:: Supplied records

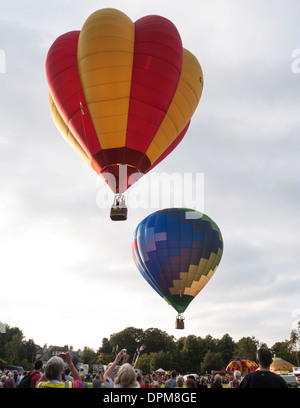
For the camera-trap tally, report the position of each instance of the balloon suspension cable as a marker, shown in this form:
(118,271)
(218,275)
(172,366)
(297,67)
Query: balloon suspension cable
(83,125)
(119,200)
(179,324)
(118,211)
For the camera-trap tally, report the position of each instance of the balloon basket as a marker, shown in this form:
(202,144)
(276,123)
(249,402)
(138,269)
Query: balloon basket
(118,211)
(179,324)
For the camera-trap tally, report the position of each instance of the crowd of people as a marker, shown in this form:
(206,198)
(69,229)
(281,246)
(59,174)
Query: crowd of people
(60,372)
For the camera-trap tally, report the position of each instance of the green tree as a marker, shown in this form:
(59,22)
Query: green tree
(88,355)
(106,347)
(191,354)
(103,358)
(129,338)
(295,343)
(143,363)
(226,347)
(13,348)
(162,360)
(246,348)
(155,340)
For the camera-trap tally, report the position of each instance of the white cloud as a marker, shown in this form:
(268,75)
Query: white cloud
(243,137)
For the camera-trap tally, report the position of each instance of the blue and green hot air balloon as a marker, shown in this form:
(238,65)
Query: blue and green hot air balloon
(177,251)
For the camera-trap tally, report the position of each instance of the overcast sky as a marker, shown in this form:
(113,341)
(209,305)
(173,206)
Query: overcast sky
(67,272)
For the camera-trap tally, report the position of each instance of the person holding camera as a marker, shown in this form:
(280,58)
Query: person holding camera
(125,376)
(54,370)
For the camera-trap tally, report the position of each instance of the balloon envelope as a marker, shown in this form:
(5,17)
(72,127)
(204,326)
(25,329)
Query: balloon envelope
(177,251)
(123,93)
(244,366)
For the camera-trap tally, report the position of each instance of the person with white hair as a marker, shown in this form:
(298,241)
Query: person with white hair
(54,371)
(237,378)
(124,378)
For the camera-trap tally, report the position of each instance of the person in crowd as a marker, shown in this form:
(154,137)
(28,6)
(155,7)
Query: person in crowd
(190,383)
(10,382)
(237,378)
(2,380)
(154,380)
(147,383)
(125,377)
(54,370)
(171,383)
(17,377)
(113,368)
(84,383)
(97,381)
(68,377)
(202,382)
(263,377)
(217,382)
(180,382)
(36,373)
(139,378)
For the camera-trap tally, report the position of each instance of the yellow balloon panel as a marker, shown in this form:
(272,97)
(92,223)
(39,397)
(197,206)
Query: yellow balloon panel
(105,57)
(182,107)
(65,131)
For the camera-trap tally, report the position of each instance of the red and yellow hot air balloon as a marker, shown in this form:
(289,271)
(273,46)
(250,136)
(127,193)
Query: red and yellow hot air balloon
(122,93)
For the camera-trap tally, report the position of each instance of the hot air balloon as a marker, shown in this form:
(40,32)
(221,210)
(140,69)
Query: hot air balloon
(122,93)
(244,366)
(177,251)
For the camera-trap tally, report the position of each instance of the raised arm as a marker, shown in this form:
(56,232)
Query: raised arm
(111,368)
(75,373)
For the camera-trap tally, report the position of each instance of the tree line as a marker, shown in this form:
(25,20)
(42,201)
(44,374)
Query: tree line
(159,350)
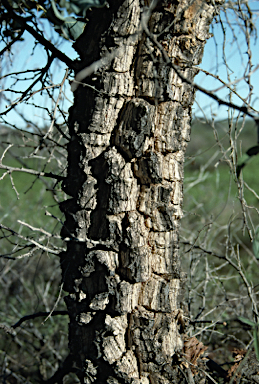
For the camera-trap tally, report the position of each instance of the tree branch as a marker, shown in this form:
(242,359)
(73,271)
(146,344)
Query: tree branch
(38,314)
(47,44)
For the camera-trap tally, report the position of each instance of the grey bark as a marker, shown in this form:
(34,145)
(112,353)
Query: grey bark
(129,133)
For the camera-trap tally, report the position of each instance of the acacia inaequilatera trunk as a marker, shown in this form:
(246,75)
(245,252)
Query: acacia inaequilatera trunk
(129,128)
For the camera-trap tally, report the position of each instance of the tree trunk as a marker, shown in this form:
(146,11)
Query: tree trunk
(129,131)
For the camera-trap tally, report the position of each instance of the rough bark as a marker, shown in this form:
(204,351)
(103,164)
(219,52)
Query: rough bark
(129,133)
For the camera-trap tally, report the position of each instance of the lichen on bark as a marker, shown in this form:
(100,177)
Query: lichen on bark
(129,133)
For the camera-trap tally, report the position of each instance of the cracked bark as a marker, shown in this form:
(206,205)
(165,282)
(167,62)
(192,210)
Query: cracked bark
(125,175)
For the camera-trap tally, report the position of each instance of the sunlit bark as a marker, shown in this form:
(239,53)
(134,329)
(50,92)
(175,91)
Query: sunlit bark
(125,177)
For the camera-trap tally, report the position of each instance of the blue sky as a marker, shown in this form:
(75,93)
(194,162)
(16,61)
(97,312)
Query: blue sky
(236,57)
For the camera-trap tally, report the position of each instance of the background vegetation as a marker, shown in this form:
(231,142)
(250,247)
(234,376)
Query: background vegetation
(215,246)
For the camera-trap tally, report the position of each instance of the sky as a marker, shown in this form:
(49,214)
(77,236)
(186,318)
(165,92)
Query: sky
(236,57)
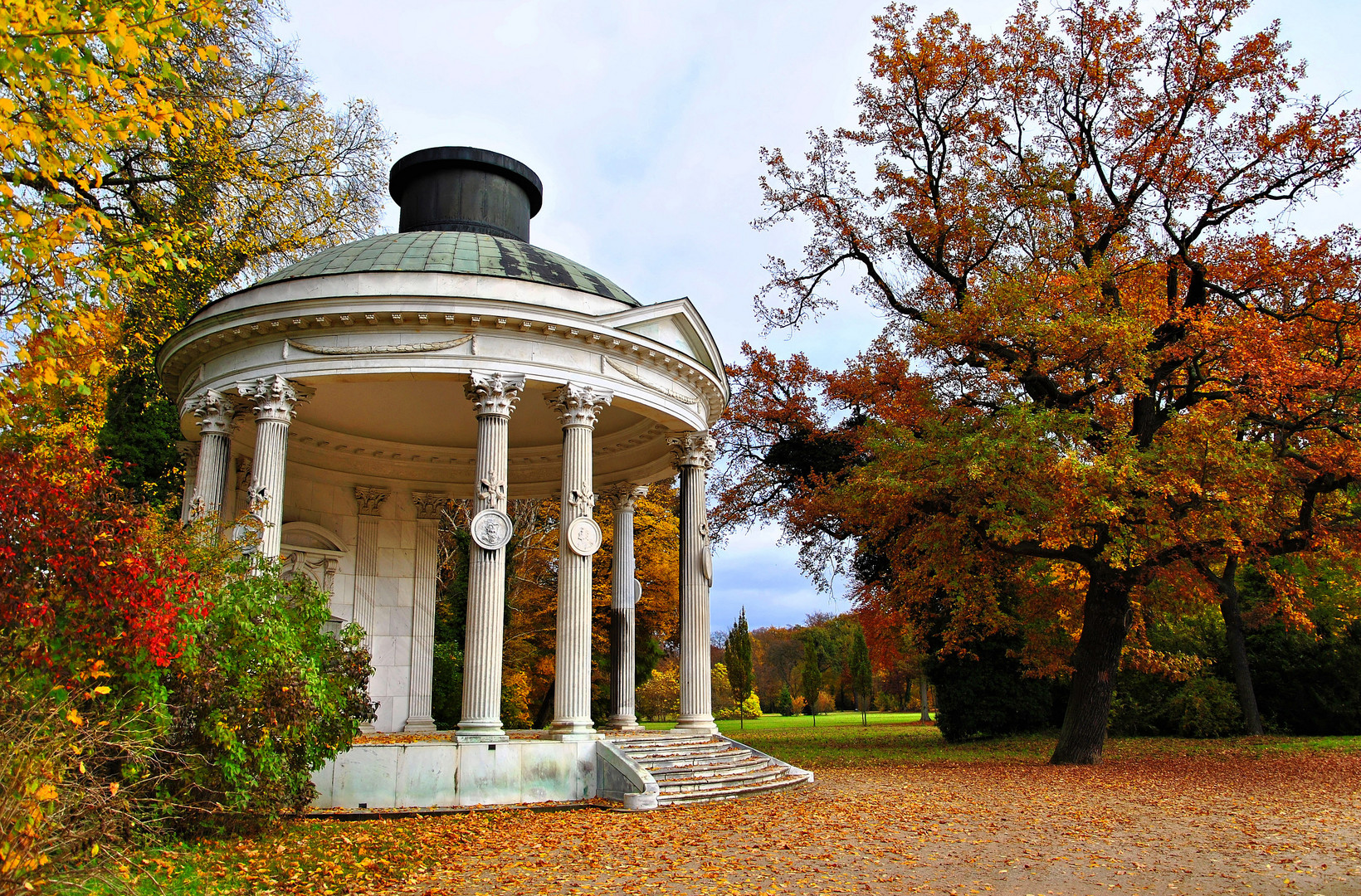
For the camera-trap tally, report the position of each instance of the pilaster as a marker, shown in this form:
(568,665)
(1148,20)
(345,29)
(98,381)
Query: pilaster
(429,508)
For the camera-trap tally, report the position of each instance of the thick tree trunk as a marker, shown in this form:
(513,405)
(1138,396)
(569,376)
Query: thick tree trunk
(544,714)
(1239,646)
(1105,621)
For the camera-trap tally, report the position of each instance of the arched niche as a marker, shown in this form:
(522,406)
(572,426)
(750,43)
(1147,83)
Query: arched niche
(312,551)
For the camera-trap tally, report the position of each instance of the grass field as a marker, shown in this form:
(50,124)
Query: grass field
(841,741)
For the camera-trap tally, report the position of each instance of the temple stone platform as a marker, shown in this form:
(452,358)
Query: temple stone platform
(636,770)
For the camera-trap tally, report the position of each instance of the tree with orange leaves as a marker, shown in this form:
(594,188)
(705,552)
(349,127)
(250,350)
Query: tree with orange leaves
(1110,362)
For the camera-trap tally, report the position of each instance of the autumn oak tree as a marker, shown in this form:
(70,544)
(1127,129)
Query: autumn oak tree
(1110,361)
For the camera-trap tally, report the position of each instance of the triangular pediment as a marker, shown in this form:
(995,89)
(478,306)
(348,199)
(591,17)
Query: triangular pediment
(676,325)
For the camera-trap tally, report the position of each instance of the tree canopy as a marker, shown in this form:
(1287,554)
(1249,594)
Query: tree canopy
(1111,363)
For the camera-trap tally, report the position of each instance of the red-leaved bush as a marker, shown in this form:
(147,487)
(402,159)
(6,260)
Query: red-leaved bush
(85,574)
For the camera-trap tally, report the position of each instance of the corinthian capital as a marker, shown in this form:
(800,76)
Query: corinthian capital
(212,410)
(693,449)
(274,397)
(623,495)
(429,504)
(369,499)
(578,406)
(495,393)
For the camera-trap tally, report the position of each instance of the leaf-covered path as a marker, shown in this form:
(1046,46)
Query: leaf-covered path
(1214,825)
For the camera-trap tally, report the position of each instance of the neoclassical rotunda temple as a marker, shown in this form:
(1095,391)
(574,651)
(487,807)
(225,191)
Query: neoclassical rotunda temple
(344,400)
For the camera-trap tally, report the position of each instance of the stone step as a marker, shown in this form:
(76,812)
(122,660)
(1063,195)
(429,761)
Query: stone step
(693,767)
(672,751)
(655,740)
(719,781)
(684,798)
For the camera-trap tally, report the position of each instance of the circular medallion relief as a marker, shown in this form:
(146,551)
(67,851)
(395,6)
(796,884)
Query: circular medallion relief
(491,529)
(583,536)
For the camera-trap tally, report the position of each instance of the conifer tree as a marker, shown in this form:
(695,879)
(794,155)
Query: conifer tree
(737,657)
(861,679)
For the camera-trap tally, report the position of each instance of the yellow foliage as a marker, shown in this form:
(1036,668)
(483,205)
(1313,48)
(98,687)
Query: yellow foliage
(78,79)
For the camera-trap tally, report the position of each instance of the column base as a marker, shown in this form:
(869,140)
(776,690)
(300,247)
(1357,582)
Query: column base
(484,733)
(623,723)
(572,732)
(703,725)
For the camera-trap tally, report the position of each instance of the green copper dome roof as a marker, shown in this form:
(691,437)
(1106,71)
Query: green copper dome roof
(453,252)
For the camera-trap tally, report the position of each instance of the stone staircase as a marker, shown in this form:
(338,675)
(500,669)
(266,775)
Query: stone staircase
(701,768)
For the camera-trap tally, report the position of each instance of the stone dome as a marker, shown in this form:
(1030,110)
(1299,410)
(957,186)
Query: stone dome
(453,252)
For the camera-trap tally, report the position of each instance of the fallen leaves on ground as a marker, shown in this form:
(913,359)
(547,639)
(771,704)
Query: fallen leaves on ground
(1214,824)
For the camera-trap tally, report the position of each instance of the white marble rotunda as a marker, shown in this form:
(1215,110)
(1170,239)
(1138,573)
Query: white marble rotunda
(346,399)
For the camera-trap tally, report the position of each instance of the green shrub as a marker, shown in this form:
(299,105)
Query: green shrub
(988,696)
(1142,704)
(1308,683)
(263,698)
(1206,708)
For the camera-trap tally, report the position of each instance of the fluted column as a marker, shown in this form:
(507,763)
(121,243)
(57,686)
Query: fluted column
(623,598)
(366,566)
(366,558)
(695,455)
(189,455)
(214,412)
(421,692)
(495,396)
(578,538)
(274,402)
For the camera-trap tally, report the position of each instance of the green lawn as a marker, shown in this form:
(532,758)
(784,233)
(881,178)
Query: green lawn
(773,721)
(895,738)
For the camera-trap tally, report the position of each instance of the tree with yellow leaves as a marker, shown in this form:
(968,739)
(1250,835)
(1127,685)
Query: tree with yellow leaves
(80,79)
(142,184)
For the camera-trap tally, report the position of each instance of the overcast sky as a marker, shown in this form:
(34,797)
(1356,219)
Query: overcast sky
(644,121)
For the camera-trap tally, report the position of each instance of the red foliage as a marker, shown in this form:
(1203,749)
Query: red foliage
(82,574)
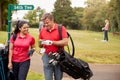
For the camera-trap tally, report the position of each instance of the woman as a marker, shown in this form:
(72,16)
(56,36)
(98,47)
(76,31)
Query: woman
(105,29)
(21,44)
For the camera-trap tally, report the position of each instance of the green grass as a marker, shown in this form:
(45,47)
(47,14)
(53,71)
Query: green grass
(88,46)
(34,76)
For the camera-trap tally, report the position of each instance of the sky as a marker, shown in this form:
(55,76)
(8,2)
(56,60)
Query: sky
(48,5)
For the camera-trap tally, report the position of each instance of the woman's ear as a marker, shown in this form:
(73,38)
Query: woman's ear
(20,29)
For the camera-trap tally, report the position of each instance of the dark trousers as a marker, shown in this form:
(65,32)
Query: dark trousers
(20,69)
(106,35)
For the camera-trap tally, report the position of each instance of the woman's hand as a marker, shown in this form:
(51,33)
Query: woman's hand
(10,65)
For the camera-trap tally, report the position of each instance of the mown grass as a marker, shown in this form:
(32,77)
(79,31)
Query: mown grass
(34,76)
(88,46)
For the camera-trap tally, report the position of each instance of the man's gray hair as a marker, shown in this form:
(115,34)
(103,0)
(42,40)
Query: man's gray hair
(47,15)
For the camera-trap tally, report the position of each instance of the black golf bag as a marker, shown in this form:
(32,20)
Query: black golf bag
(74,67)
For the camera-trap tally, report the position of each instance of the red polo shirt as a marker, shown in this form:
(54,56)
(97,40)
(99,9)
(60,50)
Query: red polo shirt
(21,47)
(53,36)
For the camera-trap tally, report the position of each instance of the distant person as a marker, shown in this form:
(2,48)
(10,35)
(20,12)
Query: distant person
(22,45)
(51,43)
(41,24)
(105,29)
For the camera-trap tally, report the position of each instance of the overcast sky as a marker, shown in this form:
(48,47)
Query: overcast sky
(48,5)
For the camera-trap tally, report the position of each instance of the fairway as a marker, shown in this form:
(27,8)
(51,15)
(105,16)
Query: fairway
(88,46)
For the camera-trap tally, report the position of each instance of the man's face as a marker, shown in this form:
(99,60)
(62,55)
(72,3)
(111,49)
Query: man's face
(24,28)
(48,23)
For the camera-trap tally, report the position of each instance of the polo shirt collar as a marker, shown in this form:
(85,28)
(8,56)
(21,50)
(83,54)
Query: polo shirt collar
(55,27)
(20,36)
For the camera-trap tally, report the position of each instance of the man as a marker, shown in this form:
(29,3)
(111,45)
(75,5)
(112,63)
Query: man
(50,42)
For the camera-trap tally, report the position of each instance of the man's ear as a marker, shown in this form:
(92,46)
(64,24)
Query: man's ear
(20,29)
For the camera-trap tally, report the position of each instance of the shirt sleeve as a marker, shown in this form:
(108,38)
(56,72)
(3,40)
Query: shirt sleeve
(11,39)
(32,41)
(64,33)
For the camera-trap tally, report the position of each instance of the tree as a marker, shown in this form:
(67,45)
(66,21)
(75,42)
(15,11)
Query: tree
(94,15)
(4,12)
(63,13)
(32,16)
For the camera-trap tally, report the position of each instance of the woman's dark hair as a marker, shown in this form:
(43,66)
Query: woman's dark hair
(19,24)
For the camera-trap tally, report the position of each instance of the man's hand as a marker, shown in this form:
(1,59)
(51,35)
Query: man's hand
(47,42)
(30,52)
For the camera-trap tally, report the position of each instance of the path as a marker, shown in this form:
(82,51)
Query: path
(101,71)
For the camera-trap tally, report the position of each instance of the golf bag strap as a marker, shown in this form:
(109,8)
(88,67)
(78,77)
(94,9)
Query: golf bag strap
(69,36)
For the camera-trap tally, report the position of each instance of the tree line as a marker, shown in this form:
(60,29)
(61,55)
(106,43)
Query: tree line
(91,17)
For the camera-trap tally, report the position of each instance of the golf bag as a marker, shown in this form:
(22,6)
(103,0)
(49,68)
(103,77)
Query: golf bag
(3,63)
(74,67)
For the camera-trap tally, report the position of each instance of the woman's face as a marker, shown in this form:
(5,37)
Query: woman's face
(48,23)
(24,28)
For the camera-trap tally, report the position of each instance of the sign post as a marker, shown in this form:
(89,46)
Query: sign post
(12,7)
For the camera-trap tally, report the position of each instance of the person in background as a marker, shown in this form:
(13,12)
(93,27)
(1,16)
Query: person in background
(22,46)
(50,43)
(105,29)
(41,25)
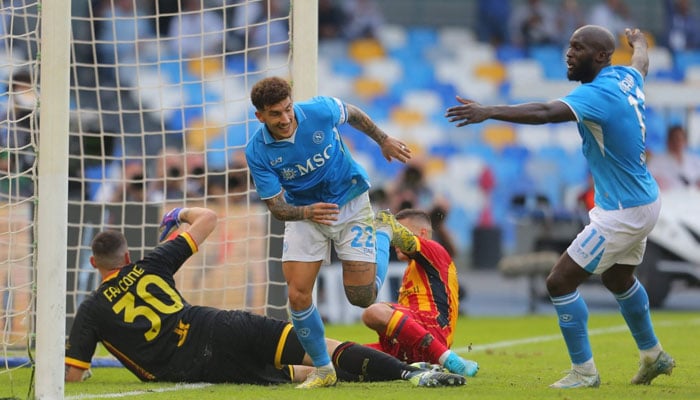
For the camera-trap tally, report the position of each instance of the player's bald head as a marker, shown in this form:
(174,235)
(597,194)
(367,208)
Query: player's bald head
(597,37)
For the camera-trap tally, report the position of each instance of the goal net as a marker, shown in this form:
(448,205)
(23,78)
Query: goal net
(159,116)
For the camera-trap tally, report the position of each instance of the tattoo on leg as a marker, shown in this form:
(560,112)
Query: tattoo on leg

::::

■ **Exercise directions**: Pick out and copy the lines of the material that include the word "tattoo".

■ **Task solution**:
For the camera-trap tally, report the position of each instance of the tattoo on leg as a marker, shown in this form:
Query: tattoo on leg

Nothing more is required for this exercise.